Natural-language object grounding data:
BEGIN
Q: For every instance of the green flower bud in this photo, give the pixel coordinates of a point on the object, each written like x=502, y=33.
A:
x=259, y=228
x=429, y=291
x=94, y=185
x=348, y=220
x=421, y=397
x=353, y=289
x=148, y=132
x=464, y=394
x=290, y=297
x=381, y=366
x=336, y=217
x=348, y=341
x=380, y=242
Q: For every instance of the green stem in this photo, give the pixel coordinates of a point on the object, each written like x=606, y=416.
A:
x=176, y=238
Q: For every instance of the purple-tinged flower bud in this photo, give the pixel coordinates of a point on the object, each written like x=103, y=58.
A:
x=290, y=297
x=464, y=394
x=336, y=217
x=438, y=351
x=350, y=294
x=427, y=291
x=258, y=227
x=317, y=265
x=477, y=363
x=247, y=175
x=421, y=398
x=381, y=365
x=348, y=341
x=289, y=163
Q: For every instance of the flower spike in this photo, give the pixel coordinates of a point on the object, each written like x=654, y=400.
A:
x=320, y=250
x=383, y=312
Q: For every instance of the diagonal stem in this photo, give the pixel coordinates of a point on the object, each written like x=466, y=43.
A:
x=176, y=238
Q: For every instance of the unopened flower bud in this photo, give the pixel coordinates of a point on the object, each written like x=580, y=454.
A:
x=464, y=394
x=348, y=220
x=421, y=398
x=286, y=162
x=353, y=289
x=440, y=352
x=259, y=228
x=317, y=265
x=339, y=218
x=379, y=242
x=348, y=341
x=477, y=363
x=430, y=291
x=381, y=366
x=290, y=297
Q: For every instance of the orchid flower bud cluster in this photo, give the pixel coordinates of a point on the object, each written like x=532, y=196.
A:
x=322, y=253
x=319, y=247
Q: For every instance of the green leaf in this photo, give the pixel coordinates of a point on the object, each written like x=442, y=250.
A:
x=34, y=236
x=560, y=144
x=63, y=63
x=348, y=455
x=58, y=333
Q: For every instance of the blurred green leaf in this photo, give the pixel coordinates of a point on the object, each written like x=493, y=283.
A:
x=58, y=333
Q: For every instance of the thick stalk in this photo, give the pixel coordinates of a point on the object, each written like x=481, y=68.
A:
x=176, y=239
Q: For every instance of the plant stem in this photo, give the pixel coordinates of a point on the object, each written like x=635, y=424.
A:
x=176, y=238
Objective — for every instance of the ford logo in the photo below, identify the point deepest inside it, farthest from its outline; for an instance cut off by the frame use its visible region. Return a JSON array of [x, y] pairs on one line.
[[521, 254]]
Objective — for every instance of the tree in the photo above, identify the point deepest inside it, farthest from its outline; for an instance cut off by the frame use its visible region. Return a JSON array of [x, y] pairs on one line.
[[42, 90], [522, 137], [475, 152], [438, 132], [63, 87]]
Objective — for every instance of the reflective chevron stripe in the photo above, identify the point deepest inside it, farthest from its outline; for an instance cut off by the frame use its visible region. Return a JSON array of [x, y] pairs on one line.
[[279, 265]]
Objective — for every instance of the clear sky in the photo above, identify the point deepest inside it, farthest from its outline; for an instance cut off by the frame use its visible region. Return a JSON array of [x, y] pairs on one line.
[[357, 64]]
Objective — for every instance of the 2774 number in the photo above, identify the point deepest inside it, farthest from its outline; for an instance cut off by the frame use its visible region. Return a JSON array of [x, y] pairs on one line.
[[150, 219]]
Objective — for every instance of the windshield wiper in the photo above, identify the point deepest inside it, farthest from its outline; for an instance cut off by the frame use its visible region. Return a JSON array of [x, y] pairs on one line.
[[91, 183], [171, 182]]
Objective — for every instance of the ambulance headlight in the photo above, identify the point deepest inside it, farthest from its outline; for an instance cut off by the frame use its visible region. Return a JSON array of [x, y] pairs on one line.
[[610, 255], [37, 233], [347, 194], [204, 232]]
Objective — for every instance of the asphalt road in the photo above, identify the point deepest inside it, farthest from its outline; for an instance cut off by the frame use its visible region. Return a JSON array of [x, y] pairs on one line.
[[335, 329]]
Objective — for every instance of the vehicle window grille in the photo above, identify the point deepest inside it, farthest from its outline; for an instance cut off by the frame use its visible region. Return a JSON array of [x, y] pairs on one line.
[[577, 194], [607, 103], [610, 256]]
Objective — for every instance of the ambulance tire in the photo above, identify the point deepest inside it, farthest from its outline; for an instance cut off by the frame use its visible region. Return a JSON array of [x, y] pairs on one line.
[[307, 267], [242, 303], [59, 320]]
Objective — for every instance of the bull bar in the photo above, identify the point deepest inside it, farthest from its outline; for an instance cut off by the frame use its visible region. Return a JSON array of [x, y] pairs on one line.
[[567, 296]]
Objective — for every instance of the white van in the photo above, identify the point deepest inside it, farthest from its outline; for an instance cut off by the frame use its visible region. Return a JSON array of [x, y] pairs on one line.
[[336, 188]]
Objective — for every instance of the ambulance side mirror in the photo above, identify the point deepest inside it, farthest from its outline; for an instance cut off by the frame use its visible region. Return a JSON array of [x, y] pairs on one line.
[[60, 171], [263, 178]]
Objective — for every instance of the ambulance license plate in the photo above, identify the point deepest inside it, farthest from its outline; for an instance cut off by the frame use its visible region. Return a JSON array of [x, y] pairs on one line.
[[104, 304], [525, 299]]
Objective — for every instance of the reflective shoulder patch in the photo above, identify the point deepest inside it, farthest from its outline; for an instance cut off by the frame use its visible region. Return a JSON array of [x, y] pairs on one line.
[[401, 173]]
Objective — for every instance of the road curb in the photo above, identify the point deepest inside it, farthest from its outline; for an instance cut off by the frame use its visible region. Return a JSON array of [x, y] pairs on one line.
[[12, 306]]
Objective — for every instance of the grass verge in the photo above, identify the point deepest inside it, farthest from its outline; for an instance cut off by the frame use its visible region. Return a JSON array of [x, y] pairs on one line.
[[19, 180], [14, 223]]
END
WHAT YOU SHOULD DO: Extract exactly the leading lines of the data, stopping at and including the line with "Q: For every instance of the orchid".

OUTPUT OF THE TASK:
Q: For every instance of the green flower bud in this photo, give the pixel coordinates of a point on the object, each written like x=502, y=33.
A:
x=259, y=228
x=429, y=291
x=94, y=185
x=348, y=220
x=421, y=397
x=353, y=289
x=148, y=132
x=464, y=394
x=290, y=297
x=381, y=366
x=336, y=217
x=348, y=341
x=380, y=242
Q: For every instance of the green stem in this photo, give the pixel coordinates of a point on the object, each written like x=606, y=416.
A:
x=176, y=238
Q: For every instance of the purple-tinged flower bud in this photo, give the pixel coordinates of a point on the object, each written like x=103, y=58.
A:
x=290, y=297
x=464, y=394
x=336, y=217
x=438, y=351
x=350, y=294
x=427, y=291
x=258, y=227
x=317, y=265
x=477, y=363
x=247, y=175
x=421, y=398
x=381, y=365
x=348, y=341
x=289, y=163
Q: For every instance of the flower spike in this photo, give the pixel coordinates of a point on the object, each written like x=654, y=400.
A:
x=320, y=250
x=383, y=312
Q: For every instance of the diagonal stem in this photo, give the pixel coordinates of a point on the object, each written like x=466, y=43.
A:
x=176, y=238
Q: For every instance of the unopened flower bud in this photo, give the pixel coordinates of a point on the object, each written like x=580, y=454.
A:
x=464, y=394
x=348, y=220
x=421, y=398
x=286, y=162
x=353, y=289
x=440, y=352
x=259, y=228
x=317, y=265
x=339, y=218
x=379, y=242
x=348, y=341
x=477, y=363
x=430, y=291
x=381, y=366
x=290, y=297
Q: For every instance of the orchid flower bud cluster in this photo, give the pixel coordinates of a point on the object, each written like x=532, y=196.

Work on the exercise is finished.